**ABOUT THIS TASK**. The answer is all of the data, repeated exactly.
START INPUT RECORDS
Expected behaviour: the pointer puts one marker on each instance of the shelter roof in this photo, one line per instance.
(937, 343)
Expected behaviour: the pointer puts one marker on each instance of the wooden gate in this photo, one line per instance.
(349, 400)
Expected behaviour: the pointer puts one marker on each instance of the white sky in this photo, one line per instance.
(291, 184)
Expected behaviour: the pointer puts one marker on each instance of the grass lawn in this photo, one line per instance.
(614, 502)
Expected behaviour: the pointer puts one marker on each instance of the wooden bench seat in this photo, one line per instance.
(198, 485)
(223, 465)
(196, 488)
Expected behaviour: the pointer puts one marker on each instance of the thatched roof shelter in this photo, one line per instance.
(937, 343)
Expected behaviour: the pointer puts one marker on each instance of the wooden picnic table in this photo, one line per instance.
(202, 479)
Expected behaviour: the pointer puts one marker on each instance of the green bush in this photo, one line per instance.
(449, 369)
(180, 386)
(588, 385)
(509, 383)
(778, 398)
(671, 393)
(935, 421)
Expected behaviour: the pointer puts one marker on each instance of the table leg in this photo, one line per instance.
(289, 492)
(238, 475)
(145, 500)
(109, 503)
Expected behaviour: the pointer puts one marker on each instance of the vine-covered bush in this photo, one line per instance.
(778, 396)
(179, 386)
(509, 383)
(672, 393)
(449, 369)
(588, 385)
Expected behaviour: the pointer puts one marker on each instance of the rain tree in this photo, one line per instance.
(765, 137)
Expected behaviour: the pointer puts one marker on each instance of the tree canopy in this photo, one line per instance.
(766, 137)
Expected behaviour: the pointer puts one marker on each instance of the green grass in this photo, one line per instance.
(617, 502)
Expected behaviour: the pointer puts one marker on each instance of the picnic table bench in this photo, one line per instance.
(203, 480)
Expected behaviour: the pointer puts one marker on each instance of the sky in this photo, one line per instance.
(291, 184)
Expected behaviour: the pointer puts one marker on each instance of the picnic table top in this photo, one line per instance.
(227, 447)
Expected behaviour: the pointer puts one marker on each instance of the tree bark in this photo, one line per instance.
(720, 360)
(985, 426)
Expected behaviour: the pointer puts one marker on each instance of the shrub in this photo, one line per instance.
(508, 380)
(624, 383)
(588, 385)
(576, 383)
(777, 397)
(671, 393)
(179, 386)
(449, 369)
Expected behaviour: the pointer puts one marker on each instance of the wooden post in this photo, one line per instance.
END INPUT RECORDS
**TASK SOLUTION**.
Expected behaviour: the pointer puts one marker on each instance of the shelter roof in this photo, one line per instance.
(937, 343)
Expected behaviour: the pointer puts one marker on each instance of the wooden gate in this photo, one line per instance.
(349, 400)
Expected behaviour: the pointer puts one marker on each instance of the white sky in this photo, one line per instance.
(291, 184)
Expected behaviour: the pointer puts one marker on each instance of the grass lawn in this photo, one line per instance.
(614, 502)
Expected behaviour: the pointer puts one marker on each instance of the wooden bench seat in this photo, one line per instance.
(198, 485)
(223, 465)
(196, 488)
Expected behaviour: the pointer puts one marker on each instance of the thatched roof shelter in this photo, one line per instance.
(937, 343)
Expected behaviour: the pointer puts one marker on each instance of the wooden picnic table in this photo, one line per instance.
(202, 479)
Expected behaviour: the pointer puts one marker on each instance of the green bush in this photo, one line per instance.
(449, 369)
(180, 386)
(588, 385)
(509, 383)
(778, 398)
(671, 393)
(935, 421)
Expected behaviour: the pointer puts one marker on each instance of the table leg in this photo, one line per instance.
(289, 492)
(238, 475)
(145, 500)
(109, 503)
Expected behaviour: the pointer puts one marker on each instance of the vine-covered bush in this photo, one line per instance.
(778, 396)
(179, 386)
(509, 383)
(672, 393)
(449, 369)
(588, 385)
Expected behaviour: the pointer puts one marker on each instance of the rain tree in this photo, one line per instance.
(765, 137)
Expected behaviour: the pointer puts one marker on each instance of the tree canopy in this photo, one line per instance.
(766, 137)
Expected behaviour: the pointer puts one marker on each instance of the green grass in this photo, one line per instance.
(617, 502)
Expected behaviour: the pointer puts one marker on each instance of the picnic table bench in this photo, one line per instance.
(203, 480)
Expected behaviour: the pointer puts one marker on each instance of the sky in this photo, one line per instance.
(291, 184)
Expected behaviour: the pointer puts one marker on each instance of the picnic table top in this photo, one line per instance.
(227, 447)
Expected behaviour: the pointer puts one marker on each instance of the tree bark in this photo, one line per instance.
(720, 360)
(985, 426)
Expected behaviour: the pointer puts one marker on each instance of the shrub in this photo, one line per instance.
(508, 380)
(624, 383)
(588, 385)
(576, 383)
(777, 397)
(671, 393)
(179, 386)
(449, 369)
Expected behaviour: the pointer puts one marker on each instance of the wooden post in this photo, one line per instance.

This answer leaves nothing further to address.